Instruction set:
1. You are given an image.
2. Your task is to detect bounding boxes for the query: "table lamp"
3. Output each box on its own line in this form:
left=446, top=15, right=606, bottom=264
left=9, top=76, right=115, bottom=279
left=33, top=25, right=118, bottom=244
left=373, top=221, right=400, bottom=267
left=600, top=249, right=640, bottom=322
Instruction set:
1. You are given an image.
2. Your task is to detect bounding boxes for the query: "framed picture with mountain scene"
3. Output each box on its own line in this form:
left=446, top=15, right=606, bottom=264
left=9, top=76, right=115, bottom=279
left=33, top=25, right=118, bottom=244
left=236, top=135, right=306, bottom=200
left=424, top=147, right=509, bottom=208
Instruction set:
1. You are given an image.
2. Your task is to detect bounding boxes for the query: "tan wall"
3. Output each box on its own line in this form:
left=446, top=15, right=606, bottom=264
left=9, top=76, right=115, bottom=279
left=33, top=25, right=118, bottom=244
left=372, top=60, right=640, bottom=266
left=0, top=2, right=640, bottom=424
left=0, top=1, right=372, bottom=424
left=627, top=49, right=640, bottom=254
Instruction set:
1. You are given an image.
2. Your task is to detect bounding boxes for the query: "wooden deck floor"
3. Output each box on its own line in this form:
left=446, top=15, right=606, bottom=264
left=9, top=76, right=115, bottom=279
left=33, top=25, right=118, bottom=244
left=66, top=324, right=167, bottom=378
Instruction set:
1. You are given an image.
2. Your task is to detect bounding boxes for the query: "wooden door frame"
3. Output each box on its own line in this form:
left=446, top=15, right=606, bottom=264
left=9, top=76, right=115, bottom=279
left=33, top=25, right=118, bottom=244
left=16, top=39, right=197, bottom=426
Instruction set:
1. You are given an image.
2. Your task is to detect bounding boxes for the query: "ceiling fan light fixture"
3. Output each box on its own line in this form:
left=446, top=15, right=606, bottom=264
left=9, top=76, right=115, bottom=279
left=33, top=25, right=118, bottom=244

__WHAT IS BEING ASKED__
Convert every line of the rows above into a JSON list of strings, with one string per line and no entries for blank lines.

__FINISHED ANSWER__
[
  "Instruction set:",
  "1. You are given an image.",
  "2. Your task is to detect bounding boxes for the query: \"table lamp\"",
  "3. Output each box on its own line in this form:",
  "left=446, top=15, right=606, bottom=264",
  "left=9, top=76, right=115, bottom=279",
  "left=33, top=25, right=118, bottom=244",
  "left=373, top=221, right=400, bottom=267",
  "left=600, top=249, right=640, bottom=322",
  "Instruction set:",
  "1. You are given an image.",
  "2. Your task is to detect bounding boxes for the query: \"framed picture with mountain scene\"",
  "3. Output each box on its own line in this form:",
  "left=446, top=15, right=606, bottom=264",
  "left=9, top=76, right=115, bottom=279",
  "left=33, top=25, right=118, bottom=244",
  "left=236, top=135, right=306, bottom=200",
  "left=424, top=147, right=509, bottom=208",
  "Instruction set:",
  "1. You are given an image.",
  "2. Your task is to detect bounding boxes for the query: \"tan wall\"",
  "3. Output each box on its own line in this form:",
  "left=446, top=15, right=606, bottom=264",
  "left=9, top=76, right=115, bottom=279",
  "left=33, top=25, right=118, bottom=244",
  "left=372, top=60, right=640, bottom=266",
  "left=0, top=2, right=640, bottom=424",
  "left=0, top=1, right=372, bottom=424",
  "left=627, top=49, right=640, bottom=254",
  "Instruction set:",
  "1. You are given an image.",
  "2. Your task is to detect bounding boxes for the query: \"wooden deck floor\"",
  "3. Output each box on its own line in this form:",
  "left=446, top=15, right=606, bottom=264",
  "left=9, top=76, right=115, bottom=279",
  "left=33, top=25, right=118, bottom=244",
  "left=66, top=324, right=167, bottom=378",
  "Instruction set:",
  "1. You are given an image.",
  "2. Your task is to detect bounding boxes for the query: \"wooden door frame\"",
  "3. Output each box on its own line in this form:",
  "left=446, top=15, right=606, bottom=264",
  "left=9, top=76, right=115, bottom=279",
  "left=33, top=25, right=118, bottom=244",
  "left=16, top=39, right=197, bottom=426",
  "Instruction set:",
  "1. You are given an image.",
  "2. Your task is to detect bounding boxes for the query: \"ceiling fan light fixture\"",
  "3. Output each box on its own line in this form:",
  "left=446, top=15, right=606, bottom=264",
  "left=9, top=76, right=115, bottom=279",
  "left=33, top=25, right=118, bottom=244"
]